Stored records
===============

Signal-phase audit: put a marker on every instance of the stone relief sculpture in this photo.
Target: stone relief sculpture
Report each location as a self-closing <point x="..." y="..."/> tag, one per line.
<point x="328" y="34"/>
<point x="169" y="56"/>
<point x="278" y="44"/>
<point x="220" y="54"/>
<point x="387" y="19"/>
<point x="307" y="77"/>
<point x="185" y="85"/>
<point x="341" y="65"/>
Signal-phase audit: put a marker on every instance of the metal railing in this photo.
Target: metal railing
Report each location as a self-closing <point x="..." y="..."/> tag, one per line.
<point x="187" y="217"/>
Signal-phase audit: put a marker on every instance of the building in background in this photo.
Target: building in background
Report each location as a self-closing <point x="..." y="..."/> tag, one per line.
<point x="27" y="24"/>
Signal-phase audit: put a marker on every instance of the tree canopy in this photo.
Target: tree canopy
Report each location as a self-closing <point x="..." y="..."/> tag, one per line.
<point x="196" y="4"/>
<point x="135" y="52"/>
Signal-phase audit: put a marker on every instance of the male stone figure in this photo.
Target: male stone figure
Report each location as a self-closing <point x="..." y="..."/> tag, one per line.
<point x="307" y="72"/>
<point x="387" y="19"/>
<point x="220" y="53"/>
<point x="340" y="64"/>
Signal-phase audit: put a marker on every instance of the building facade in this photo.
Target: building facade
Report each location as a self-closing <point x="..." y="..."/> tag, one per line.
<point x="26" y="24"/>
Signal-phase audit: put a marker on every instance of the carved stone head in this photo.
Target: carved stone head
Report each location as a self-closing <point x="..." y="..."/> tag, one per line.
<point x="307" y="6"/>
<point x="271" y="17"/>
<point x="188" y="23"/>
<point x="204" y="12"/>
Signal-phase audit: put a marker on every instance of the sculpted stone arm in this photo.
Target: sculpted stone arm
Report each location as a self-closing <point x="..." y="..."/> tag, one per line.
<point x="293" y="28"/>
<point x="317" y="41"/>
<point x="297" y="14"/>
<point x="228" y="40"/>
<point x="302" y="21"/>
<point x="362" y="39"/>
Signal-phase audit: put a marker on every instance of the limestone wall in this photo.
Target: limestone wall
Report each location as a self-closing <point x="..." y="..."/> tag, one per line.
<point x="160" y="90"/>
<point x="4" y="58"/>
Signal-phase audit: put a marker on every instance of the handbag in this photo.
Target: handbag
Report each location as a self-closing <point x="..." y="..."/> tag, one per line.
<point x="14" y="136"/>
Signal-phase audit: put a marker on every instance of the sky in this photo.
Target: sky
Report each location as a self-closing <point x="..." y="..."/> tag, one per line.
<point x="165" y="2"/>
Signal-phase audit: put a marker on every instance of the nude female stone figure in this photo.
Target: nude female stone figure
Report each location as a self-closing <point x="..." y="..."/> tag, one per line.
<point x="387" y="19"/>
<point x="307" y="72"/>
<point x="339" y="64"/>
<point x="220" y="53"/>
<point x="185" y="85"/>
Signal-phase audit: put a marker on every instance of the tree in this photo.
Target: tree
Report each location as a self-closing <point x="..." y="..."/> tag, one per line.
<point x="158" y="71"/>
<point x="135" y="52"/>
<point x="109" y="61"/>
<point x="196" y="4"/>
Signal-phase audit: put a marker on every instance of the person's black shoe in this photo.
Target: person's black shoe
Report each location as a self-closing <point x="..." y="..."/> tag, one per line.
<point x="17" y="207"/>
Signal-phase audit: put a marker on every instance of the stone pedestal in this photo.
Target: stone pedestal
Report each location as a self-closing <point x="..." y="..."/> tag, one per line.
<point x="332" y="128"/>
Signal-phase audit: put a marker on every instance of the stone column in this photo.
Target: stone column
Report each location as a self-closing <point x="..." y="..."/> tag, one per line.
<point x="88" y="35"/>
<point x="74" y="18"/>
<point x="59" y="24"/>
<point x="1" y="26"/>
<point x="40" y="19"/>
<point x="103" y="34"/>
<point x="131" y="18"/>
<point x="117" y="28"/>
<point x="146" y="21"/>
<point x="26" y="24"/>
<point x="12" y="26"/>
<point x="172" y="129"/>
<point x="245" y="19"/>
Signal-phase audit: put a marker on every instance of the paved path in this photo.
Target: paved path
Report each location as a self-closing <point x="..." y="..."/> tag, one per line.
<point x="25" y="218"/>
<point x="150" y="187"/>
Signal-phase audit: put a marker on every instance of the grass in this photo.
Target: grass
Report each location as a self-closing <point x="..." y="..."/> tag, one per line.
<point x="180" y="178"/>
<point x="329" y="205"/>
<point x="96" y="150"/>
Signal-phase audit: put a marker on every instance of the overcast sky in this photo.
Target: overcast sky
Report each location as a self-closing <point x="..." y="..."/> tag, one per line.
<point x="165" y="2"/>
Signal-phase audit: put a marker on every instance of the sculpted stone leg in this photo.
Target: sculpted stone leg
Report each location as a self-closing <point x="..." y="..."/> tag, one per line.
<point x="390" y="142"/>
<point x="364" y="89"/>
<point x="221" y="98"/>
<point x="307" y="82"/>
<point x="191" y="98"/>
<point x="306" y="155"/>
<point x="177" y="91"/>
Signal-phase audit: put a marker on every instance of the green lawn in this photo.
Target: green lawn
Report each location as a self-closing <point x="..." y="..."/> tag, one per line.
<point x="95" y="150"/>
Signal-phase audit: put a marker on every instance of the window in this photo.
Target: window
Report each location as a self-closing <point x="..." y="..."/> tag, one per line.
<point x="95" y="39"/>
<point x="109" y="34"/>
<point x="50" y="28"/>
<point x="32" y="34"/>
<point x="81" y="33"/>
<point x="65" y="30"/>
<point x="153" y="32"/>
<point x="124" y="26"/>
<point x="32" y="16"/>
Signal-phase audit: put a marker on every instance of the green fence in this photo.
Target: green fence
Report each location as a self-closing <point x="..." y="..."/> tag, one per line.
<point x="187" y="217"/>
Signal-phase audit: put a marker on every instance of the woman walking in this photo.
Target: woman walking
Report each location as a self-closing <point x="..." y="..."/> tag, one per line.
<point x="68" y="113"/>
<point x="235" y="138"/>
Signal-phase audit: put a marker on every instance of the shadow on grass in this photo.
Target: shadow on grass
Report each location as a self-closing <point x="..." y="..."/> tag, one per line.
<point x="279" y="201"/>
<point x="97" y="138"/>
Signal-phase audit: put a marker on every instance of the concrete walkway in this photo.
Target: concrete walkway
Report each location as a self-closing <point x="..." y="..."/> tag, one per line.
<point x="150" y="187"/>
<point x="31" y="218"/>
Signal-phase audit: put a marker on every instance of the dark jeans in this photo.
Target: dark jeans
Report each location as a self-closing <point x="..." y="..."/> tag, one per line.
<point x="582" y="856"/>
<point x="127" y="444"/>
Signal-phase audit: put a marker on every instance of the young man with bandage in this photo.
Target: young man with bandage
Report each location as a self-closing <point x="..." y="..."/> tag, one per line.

===============

Every entry above should be retyped exactly as it appears.

Signal-phase audit: put a marker on every instance of the stone relief sculpture in this photo.
Target: stone relief sculpture
Report each location as a self-closing <point x="..." y="..."/> tag, one per line.
<point x="328" y="34"/>
<point x="169" y="56"/>
<point x="278" y="44"/>
<point x="220" y="54"/>
<point x="387" y="19"/>
<point x="307" y="77"/>
<point x="185" y="85"/>
<point x="341" y="65"/>
Signal-phase audit: put a marker on every instance of the metal railing in this photo.
Target: metal railing
Report each location as a self-closing <point x="..." y="..."/> tag, one per line.
<point x="187" y="217"/>
Signal-phase audit: put a marker on every instance of the building in background in this photo.
Target: building in background
Report each location as a self-closing <point x="..." y="..."/> tag, one per line.
<point x="27" y="24"/>
Signal-phase audit: put a marker on every instance of the tree canopy in this photo.
Target: tree canopy
Report each location as a self-closing <point x="..." y="..."/> tag, one per line.
<point x="196" y="4"/>
<point x="135" y="52"/>
Signal-phase audit: put a marker on every instance of the male stone figure in this photo.
Target: male stone figure
Report each location as a self-closing <point x="..." y="..."/> tag, one per line.
<point x="307" y="72"/>
<point x="387" y="19"/>
<point x="220" y="53"/>
<point x="340" y="64"/>
Signal-phase audit: put a marker on every instance of the building facade in this photo.
Target: building facade
Report each location as a self-closing <point x="..." y="..."/> tag, one per line.
<point x="26" y="24"/>
Signal-phase audit: put a marker on every instance of the carved stone head in this photo.
Target: carved stone head
Report each location as a self-closing <point x="..." y="..."/> tag, one per line.
<point x="307" y="6"/>
<point x="271" y="17"/>
<point x="188" y="23"/>
<point x="204" y="12"/>
Signal-phase audit: put a marker on every instance of the sculpted stone arm in this photo.
Target: sculpted stone arm
Report each location as a self-closing <point x="..." y="..."/> tag, one per line.
<point x="293" y="28"/>
<point x="317" y="41"/>
<point x="297" y="14"/>
<point x="228" y="40"/>
<point x="302" y="21"/>
<point x="362" y="39"/>
Signal-phase audit: put a marker on every instance of the limestone wall in this photo.
Target: limestone wall
Report each location as a self-closing <point x="..." y="..."/> tag, one per line.
<point x="160" y="90"/>
<point x="4" y="58"/>
Signal-phase audit: put a marker on every instance of the handbag in this photo.
Target: handbag
Report each location as a self-closing <point x="..." y="..."/> tag, one per line.
<point x="14" y="136"/>
Signal-phase audit: put a marker on every instance of the sky in this photo.
Target: sky
Report each location as a self-closing <point x="..." y="..."/> tag, one per line.
<point x="165" y="2"/>
Signal-phase audit: put a marker on every instance of the nude female stone figure in this photo.
Target: nude female stone figure
Report each location as a self-closing <point x="..." y="..."/> tag, one per line.
<point x="387" y="19"/>
<point x="307" y="72"/>
<point x="339" y="64"/>
<point x="220" y="53"/>
<point x="185" y="85"/>
Signal-phase audit: put a marker on every instance of the tree in this photo.
Target: tree
Report each location as a self-closing <point x="..." y="..."/> tag, one per line.
<point x="158" y="71"/>
<point x="135" y="52"/>
<point x="109" y="61"/>
<point x="196" y="4"/>
Signal-phase audit: put a marker on every instance of the person's black shoe in this photo.
Target: person's black shoe
Report each location as a self-closing <point x="..." y="..."/> tag, one per line.
<point x="17" y="207"/>
Signal-phase audit: put a marker on every instance of the stone pedestal in this photo.
Target: stone pedestal
Report each location as a self-closing <point x="..." y="..."/> tag, one per line.
<point x="332" y="128"/>
Signal-phase audit: put a marker on every instance of the stone column in this photo.
Target: stone column
Report each location as a self-closing <point x="..." y="..."/> tag, one per line.
<point x="88" y="35"/>
<point x="74" y="18"/>
<point x="59" y="24"/>
<point x="1" y="26"/>
<point x="40" y="19"/>
<point x="103" y="34"/>
<point x="131" y="18"/>
<point x="117" y="28"/>
<point x="146" y="21"/>
<point x="26" y="24"/>
<point x="12" y="26"/>
<point x="172" y="129"/>
<point x="245" y="19"/>
Signal-phase audit: put a marker on every instance of the paved path in this photo.
Target: paved path
Report each location as a self-closing <point x="..." y="..."/> tag, one per line.
<point x="25" y="218"/>
<point x="150" y="187"/>
Signal-phase audit: put a marker on every instance of the grass in this photo.
Target: grass
Report each location as a self-closing <point x="..." y="..."/> tag, one per line.
<point x="180" y="178"/>
<point x="329" y="205"/>
<point x="96" y="150"/>
Signal-phase audit: put a marker on every instance of the overcast sky in this photo.
Target: overcast sky
Report each location as a self-closing <point x="..." y="..."/> tag, one per line.
<point x="165" y="2"/>
Signal-phase audit: put a marker on every instance of the sculpted stone leg in this photo.
Target: sculpted stone leg
Report each location as a self-closing <point x="..." y="..."/> tag, one per line.
<point x="390" y="142"/>
<point x="364" y="89"/>
<point x="221" y="98"/>
<point x="307" y="82"/>
<point x="191" y="98"/>
<point x="306" y="155"/>
<point x="177" y="91"/>
Signal-phase audit: put a marker on every instance of the green lawn in this photo.
Target: green lawn
Report each location as a self-closing <point x="..." y="..."/> tag, one per line.
<point x="95" y="150"/>
Signal-phase audit: put a marker on every instance of the window in this photo.
Target: window
Report each location as a self-closing <point x="..." y="..."/> tag, one per line.
<point x="95" y="39"/>
<point x="109" y="34"/>
<point x="50" y="28"/>
<point x="32" y="34"/>
<point x="81" y="33"/>
<point x="65" y="30"/>
<point x="153" y="32"/>
<point x="124" y="26"/>
<point x="32" y="16"/>
Signal-phase audit: put a marker on every instance of the green fence in this photo.
Target: green fence
Report each location as a self-closing <point x="..." y="..."/> tag, one per line.
<point x="187" y="217"/>
Signal-phase audit: put a marker on every instance of the woman walking in this photo.
Target: woman walking
Report each location as a self-closing <point x="..." y="..."/> tag, one per line.
<point x="68" y="113"/>
<point x="235" y="138"/>
Signal-phase audit: put a marker on every instance of the shadow on grass in this photo.
Target: shadow on grass
Report each location as a self-closing <point x="..." y="..."/> tag, one per line.
<point x="279" y="201"/>
<point x="97" y="138"/>
Signal-phase audit: put a marker on every instance of the concrete walkway in this photo.
Target: concrete walkway
Report each location as a self-closing <point x="..." y="..."/> tag, one per line.
<point x="150" y="187"/>
<point x="31" y="218"/>
Signal-phase audit: put a marker on every instance of the dark jeans in this photo.
Target: dark jeans
Report each location as a self-closing <point x="..." y="..."/> tag, one per line.
<point x="582" y="856"/>
<point x="127" y="444"/>
Signal-phase audit: put a marker on every instance of the young man with bandage in this photo.
Target: young man with bandage
Report each location as a self-closing <point x="..." y="..."/> tag, one per line.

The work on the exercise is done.